### Directions for this task
Could you give every line below as a JSON list of strings, one string per line, skipping blank lines and leaving the pictures out?

### Provided records

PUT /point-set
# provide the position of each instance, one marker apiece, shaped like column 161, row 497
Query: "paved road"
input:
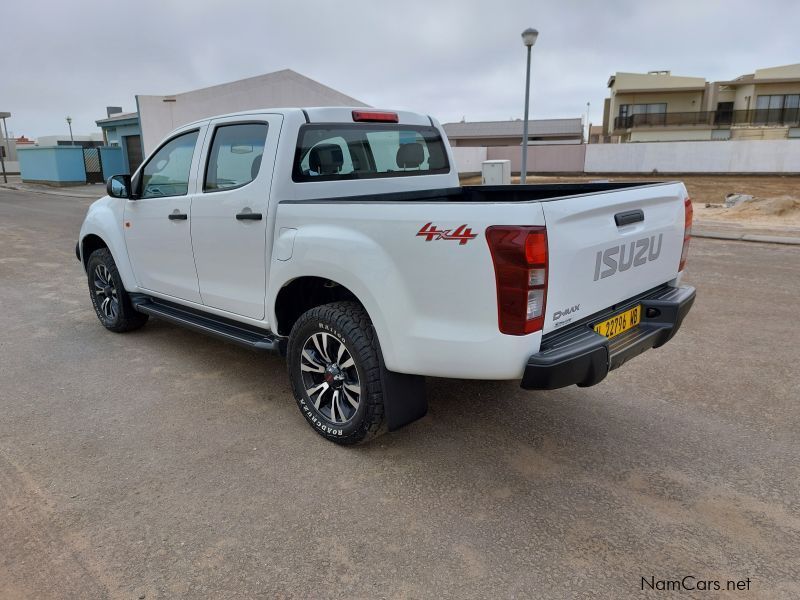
column 163, row 464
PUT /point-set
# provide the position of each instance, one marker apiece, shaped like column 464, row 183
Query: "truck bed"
column 543, row 192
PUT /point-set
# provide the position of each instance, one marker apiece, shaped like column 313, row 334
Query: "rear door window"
column 235, row 156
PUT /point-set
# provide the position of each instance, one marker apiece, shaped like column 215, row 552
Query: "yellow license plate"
column 620, row 323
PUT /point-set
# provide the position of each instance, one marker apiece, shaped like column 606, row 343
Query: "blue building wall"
column 113, row 161
column 59, row 165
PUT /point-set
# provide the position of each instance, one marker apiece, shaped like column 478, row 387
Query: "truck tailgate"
column 594, row 262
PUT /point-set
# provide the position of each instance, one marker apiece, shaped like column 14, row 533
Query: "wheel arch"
column 90, row 243
column 301, row 294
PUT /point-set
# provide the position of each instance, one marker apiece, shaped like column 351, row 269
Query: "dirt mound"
column 758, row 208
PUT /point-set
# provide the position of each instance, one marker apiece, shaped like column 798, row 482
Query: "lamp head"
column 529, row 37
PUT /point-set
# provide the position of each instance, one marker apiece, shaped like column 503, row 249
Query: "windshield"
column 330, row 152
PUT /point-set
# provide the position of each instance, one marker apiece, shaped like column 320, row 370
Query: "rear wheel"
column 109, row 298
column 334, row 368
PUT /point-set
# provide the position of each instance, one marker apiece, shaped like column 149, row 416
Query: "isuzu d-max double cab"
column 341, row 238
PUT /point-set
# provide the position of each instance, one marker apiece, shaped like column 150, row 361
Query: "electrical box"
column 496, row 172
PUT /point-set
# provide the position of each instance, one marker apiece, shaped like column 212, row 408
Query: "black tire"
column 111, row 302
column 335, row 417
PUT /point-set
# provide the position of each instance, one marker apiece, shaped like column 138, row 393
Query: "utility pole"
column 71, row 139
column 529, row 39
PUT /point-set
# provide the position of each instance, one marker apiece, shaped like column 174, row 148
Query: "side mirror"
column 119, row 186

### Task output
[
  "PUT /point-set",
  "# provide the position of each instance, one marker apiece, shaped like column 161, row 497",
  "Query: \"paved road\"",
  "input:",
  "column 163, row 464",
  "PUT /point-set",
  "# provide the position of each instance, one marker apiece, shaped like column 464, row 183",
  "Query: \"truck bed\"",
  "column 543, row 192",
  "PUT /point-set",
  "# provide the position of each instance, one marker apiece, shaped like column 313, row 334",
  "Query: \"rear door window\"",
  "column 235, row 156",
  "PUT /point-set",
  "# provide the position of each instance, one marker apiece, shaped like column 215, row 552",
  "Query: \"yellow license plate\"",
  "column 620, row 323",
  "PUT /point-set",
  "# provide the position of each instance, one marker apiece, shaped like column 606, row 343",
  "Query: \"blue building wall\"",
  "column 113, row 161",
  "column 59, row 165",
  "PUT /point-set",
  "# provide the position of each instance, one marker apiece, shaped like column 478, row 387",
  "Query: \"truck tailgate\"",
  "column 594, row 262",
  "PUT /point-set",
  "# provide the position of each instance, one marker apiece, shaped like column 14, row 533",
  "Query: \"wheel arch\"",
  "column 90, row 243",
  "column 301, row 294",
  "PUT /point-set",
  "# provide the position of each instance, one marker apiece, shaped like column 351, row 269",
  "Query: \"dirt mound\"",
  "column 758, row 208",
  "PUT /point-set",
  "# provide the position of each instance, one marker apiece, shaped like column 798, row 482",
  "Query: \"lamp head\"",
  "column 529, row 37",
  "PUT /point-set",
  "# provide the position of each instance, one marker apiece, shaped like column 503, row 249",
  "Query: \"windshield\"",
  "column 330, row 152",
  "PUT /point-set",
  "# provide the position of each instance, one marker apiece, shaped like column 320, row 370",
  "Query: \"rear wheel\"",
  "column 109, row 298",
  "column 334, row 368",
  "PUT /point-set",
  "# provide the position of each instance, one marker apiece, shaped like column 149, row 416",
  "Query: \"isuzu d-max double cab\"",
  "column 341, row 238",
  "PUT /point-set",
  "# provide the position of each instance, one marker apiece, shaped like column 150, row 361",
  "Query: \"electrical box\"",
  "column 496, row 172",
  "PUT /point-set",
  "# provide the position of each instance, one marker apiece, shaped like column 212, row 408",
  "Query: \"black tire\"",
  "column 111, row 302",
  "column 335, row 417",
  "PUT /point-set",
  "# provide the position of each instance, one marker apiece, shaped like column 138, row 393",
  "Query: \"utility pole\"",
  "column 71, row 139",
  "column 529, row 39",
  "PUT /point-set",
  "# provide the position of each instance, one marker apiece, shaped like column 174, row 148",
  "Query: \"side mirror\"",
  "column 119, row 186"
]